Count the lines in the data below that contain the string "Target". Give only the number.

▶ _Excerpted data_
* Begin *

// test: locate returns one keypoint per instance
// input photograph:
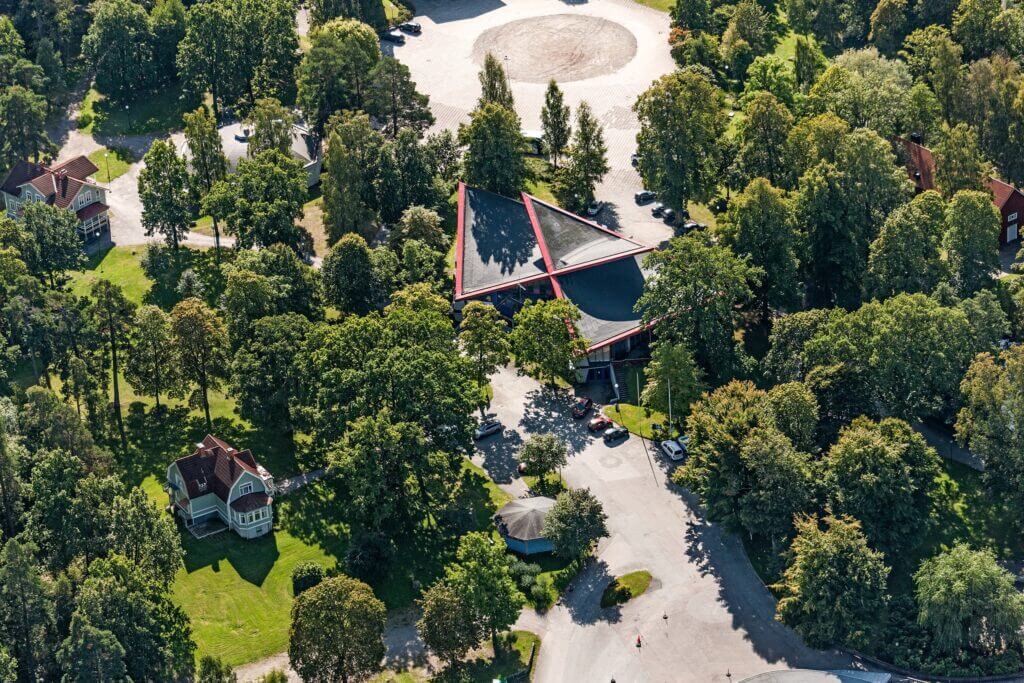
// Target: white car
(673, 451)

* End *
* Begin *

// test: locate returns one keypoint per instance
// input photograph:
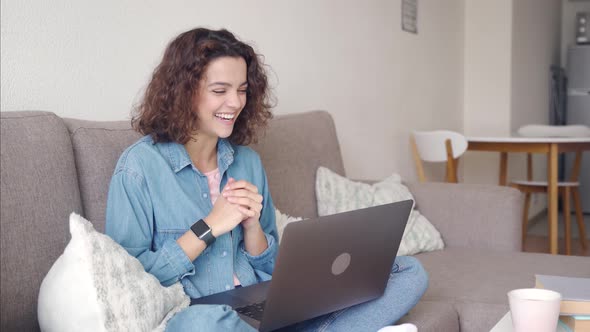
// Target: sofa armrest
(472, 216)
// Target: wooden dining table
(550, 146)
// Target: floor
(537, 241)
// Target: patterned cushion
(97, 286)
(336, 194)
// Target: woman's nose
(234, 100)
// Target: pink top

* End *

▶ _Written solution_
7